▶ _SUAS TAREFAS_
a – Segundo o trecho sobre o açaí, que parcela das exportações brasileiras de açaí cabe ao Estado do Pará?
b – Liste todos os anos mencionados no trecho sobre o açaí.
c – Traduza para o inglês a seguinte frase do trecho sobre o açaí: "Sozinho, o Estado do Pará representa mais de 94% das exportações de açaí do Brasil para o mundo."

▶ _TRECHO FORNECIDO_
————
Conquista de novos mercados e “moda” internacional faz produto típico da Amazônia explodir mundo afora. Produção tem aumentado, mas ritmo da oferta é menor do que a procura e entressafra potencializa escassez
Nos últimos anos, o açaí tornou-se conhecido mundialmente por suas propriedades energéticas, sendo um “embaixador da Amazônia”, reconhecido como um produto típico da região. Estão em andamento pesquisas que estudam os benefícios do seu consumo, assim como a versatilidade de sua aplicação, inclusive na indústria de fármacos e cosméticos. A alta procura internacional pelo produto ocorre ao mesmo tempo em que o consumo tradicional pelos moradores da Amazônia também só aumenta.
A descoberta global do produto na última década é refletida nos números, que comprovam o interesse internacional. Sozinho, o Estado do Pará representa mais de 94% das exportações de açaí do Brasil para o mundo. Nos últimos dez anos, o crescimento da exportação do produto paraense teve um salto vertiginoso: cresceu mais de 14.380% (quase 15 mil por cento). Passou de 41 toneladas exportadas em 2011 para o recorde de 5.937 toneladas em 2020. Em apenas um ano, entre 2019 e 2020, o crescimento foi de 51%. Em 2018, a exportação rompeu, pela primeira vez, a casa das 2 mil toneladas. Em 2019, foram 3,9 mil. E, em 2020, um novo salto.
————
▶ _Entradas de dados extraídos_
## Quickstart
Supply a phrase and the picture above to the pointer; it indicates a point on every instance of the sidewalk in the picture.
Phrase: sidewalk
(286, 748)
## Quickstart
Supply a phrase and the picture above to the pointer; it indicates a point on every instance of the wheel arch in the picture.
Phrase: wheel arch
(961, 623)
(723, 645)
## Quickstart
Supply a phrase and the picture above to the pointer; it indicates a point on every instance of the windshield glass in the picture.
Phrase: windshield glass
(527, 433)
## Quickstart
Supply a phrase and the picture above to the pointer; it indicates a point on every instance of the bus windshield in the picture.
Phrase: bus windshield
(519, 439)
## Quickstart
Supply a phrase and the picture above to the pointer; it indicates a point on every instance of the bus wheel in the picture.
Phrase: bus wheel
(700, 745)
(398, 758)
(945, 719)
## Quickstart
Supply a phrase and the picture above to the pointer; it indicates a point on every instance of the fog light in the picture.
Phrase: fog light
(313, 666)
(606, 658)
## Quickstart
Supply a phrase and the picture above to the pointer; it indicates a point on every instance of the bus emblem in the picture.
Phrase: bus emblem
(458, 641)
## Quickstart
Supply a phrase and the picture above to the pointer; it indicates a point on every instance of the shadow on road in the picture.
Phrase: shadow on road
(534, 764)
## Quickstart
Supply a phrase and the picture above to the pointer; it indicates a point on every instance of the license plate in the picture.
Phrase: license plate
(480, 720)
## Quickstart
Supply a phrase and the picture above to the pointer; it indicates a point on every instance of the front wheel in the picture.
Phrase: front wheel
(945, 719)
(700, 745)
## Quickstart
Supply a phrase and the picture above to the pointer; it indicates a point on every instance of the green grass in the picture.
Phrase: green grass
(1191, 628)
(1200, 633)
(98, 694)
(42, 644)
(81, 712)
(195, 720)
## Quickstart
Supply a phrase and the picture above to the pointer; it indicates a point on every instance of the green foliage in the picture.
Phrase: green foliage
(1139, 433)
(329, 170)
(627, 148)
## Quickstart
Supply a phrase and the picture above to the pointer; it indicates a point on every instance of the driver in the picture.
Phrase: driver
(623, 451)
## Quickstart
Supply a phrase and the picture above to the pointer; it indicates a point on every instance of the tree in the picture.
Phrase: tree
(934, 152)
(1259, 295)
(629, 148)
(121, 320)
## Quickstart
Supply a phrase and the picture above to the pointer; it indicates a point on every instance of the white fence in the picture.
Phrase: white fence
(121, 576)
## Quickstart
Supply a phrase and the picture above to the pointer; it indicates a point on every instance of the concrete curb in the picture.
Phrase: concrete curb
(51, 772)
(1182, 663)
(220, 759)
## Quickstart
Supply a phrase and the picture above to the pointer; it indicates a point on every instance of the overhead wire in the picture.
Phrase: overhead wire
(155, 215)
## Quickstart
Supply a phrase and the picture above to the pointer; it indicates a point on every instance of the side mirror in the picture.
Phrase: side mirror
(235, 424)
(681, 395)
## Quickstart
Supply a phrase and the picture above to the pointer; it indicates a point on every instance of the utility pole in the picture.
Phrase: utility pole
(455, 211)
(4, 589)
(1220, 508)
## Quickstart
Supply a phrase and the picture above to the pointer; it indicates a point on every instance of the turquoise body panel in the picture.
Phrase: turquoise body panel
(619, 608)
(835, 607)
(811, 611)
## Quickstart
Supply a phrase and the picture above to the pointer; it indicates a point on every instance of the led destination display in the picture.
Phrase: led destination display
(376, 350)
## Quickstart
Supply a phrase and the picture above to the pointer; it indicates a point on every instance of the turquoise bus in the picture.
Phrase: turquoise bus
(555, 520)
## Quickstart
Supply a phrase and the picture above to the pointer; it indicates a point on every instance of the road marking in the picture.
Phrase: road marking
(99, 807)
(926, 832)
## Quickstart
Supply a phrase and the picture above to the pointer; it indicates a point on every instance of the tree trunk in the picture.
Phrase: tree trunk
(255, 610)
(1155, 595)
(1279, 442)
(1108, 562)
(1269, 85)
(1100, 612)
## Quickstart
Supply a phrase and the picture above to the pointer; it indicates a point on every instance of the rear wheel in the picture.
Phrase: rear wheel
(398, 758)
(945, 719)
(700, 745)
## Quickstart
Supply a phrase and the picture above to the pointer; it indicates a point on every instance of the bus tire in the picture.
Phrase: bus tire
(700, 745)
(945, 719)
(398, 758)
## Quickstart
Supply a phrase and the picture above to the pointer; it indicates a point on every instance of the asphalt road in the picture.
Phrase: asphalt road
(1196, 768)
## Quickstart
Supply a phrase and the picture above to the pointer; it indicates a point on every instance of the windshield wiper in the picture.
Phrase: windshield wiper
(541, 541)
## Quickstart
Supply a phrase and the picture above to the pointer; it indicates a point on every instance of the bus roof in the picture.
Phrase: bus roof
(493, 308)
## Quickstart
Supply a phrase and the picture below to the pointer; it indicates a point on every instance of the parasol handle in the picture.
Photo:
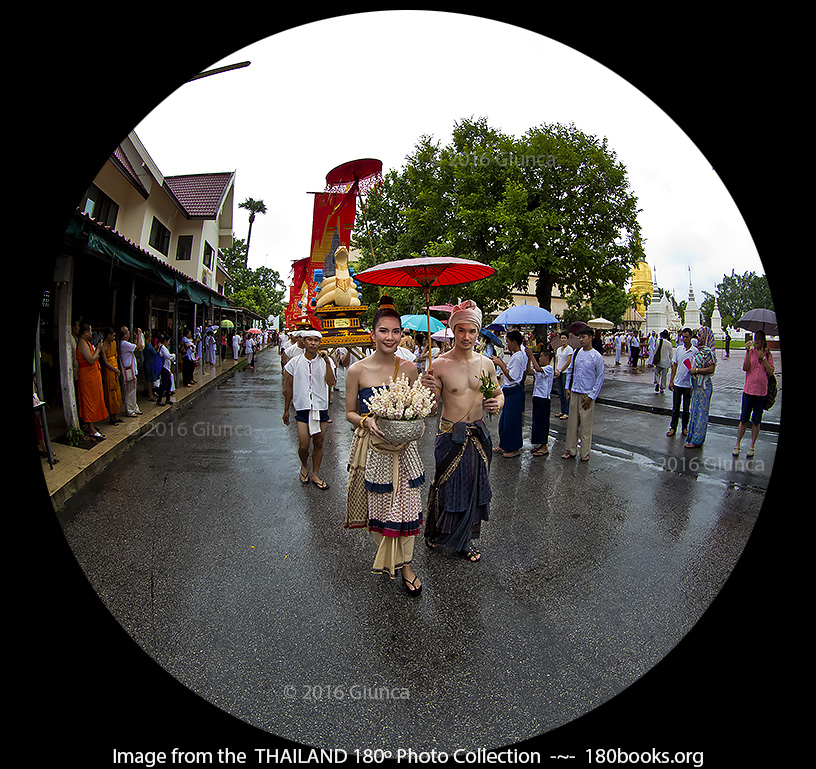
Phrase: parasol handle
(428, 314)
————
▶ _RESPOSTAS POR TAREFA_
a – O Estado do Pará representa mais de 94% das exportações de açaí do Brasil para o mundo.

b – 2011, 2018, 2019 e 2020.

c – On its own, the state of Pará accounts for more than 94% of Brazil's açaí exports to the world.